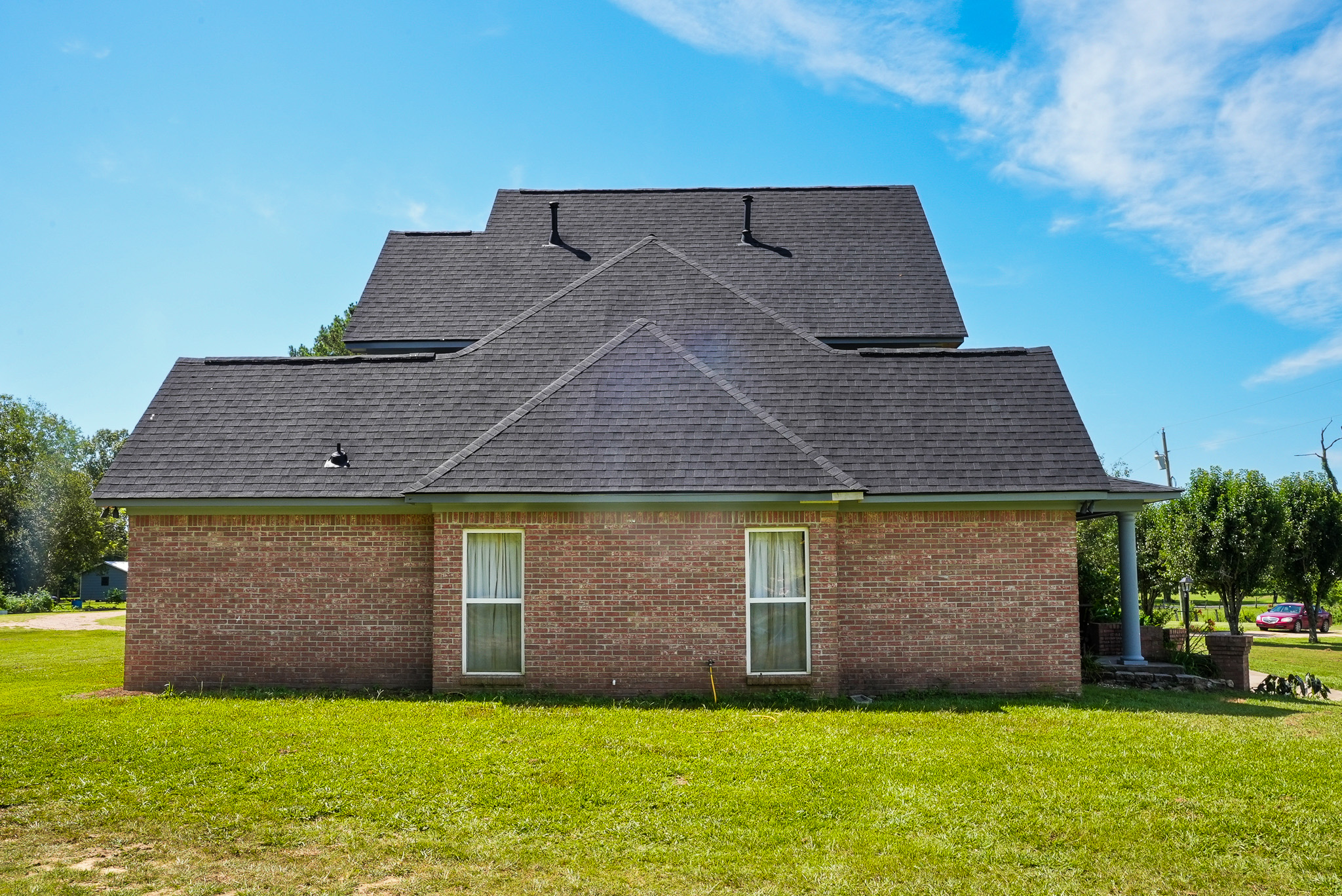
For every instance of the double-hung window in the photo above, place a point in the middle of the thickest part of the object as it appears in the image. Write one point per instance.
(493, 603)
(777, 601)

==

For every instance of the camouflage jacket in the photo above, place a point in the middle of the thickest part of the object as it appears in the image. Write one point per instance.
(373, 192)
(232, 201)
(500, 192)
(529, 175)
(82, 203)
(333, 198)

### TASK TO COMPLETE
Pull out each line of the rows above that contains the string "image". Case counts.

### COMPLETE OUTPUT
For every instance of the double-hung window in the photo above, place a point in the middle of the thickest part of the object as it appears in the image. Write one point per instance.
For every instance of the camouflage jacket in the photo above, place a point in the middle of the thickest part of the object as it appears in the image. Write one point per instance.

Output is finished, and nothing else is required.